-- Exercise goal --
Could you rewrite the rows from the line containing "glass in the photo above." through the last of the rows, putting "timber" in place of "wooden" and leaving everything else unchanged?

-- Records shown --

==============================

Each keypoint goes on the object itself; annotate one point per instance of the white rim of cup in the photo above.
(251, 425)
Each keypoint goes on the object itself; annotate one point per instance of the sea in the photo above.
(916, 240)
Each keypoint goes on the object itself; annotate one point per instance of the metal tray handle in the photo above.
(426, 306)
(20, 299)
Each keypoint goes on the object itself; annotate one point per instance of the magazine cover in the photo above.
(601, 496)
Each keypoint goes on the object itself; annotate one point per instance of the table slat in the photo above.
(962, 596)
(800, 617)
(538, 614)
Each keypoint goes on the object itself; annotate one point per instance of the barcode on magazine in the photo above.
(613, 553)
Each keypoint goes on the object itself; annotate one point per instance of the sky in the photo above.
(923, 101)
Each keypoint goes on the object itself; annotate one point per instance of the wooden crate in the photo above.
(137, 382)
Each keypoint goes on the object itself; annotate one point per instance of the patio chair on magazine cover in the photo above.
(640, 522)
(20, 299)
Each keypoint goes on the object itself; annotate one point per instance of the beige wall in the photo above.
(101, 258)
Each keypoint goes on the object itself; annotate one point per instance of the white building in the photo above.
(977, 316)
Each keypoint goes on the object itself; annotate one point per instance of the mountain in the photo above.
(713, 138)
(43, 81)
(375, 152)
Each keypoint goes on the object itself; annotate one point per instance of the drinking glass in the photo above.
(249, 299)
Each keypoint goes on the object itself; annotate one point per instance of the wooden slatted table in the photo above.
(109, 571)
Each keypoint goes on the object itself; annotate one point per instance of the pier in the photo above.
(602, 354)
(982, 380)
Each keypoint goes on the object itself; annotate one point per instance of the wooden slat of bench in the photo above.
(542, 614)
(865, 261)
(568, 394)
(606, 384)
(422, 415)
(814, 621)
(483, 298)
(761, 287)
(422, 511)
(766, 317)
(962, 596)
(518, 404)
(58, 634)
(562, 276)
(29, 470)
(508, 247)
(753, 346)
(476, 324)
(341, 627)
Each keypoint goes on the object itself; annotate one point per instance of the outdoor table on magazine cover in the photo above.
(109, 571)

==============================

-- Answer to this exercise --
Each keypoint goes on the object itself; annotate one point per instance of the drinking glass in the photo above.
(249, 299)
Each keypoint goes on the object itself; annotate one point per instance of the timber slatted table in the photo above.
(109, 571)
Each keypoint goes on the object itself; annotate one point per instance of the pier in the photo above.
(602, 354)
(982, 380)
Each keypoint goes on the object itself; annotate one point per instance of the timber slat of bench in the photo above.
(542, 614)
(865, 261)
(568, 394)
(606, 384)
(422, 415)
(814, 621)
(483, 298)
(761, 287)
(422, 511)
(766, 317)
(962, 596)
(518, 404)
(58, 634)
(562, 276)
(29, 470)
(508, 247)
(753, 346)
(476, 324)
(341, 627)
Each keypoint goes on the object itself; annotate one point per instance of the outdoor table on magazine cover in the photo above.
(109, 571)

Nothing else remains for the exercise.